Return every one of the records below verbatim, reproducing each line without any change.

** START OF Data entries **

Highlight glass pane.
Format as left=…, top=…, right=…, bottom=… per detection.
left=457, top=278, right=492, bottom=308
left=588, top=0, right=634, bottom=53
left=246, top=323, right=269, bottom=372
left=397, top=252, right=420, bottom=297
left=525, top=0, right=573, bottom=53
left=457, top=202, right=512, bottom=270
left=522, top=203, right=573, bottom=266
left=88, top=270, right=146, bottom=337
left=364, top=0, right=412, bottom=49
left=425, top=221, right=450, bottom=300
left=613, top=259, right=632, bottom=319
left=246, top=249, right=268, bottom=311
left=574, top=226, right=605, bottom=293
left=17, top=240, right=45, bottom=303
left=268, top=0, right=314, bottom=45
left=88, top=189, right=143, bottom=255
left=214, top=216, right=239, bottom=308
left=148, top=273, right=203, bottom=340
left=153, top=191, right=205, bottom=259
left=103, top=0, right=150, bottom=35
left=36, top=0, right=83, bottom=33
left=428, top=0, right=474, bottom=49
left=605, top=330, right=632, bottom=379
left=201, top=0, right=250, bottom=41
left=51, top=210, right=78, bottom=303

** END OF Data entries **

__Solved exercise__.
Highlight glass pane.
Format as left=…, top=…, right=…, bottom=… per detection.
left=457, top=278, right=492, bottom=308
left=588, top=0, right=634, bottom=53
left=246, top=323, right=269, bottom=372
left=397, top=252, right=420, bottom=297
left=525, top=0, right=573, bottom=53
left=457, top=202, right=512, bottom=270
left=522, top=203, right=573, bottom=266
left=88, top=270, right=146, bottom=337
left=364, top=0, right=412, bottom=49
left=425, top=221, right=450, bottom=300
left=613, top=259, right=632, bottom=319
left=246, top=249, right=268, bottom=311
left=574, top=226, right=605, bottom=293
left=17, top=240, right=45, bottom=303
left=268, top=0, right=314, bottom=45
left=88, top=189, right=143, bottom=255
left=214, top=216, right=239, bottom=308
left=148, top=273, right=203, bottom=340
left=153, top=191, right=205, bottom=259
left=103, top=0, right=150, bottom=35
left=36, top=0, right=83, bottom=33
left=428, top=0, right=474, bottom=49
left=605, top=330, right=632, bottom=379
left=201, top=0, right=250, bottom=41
left=51, top=210, right=78, bottom=303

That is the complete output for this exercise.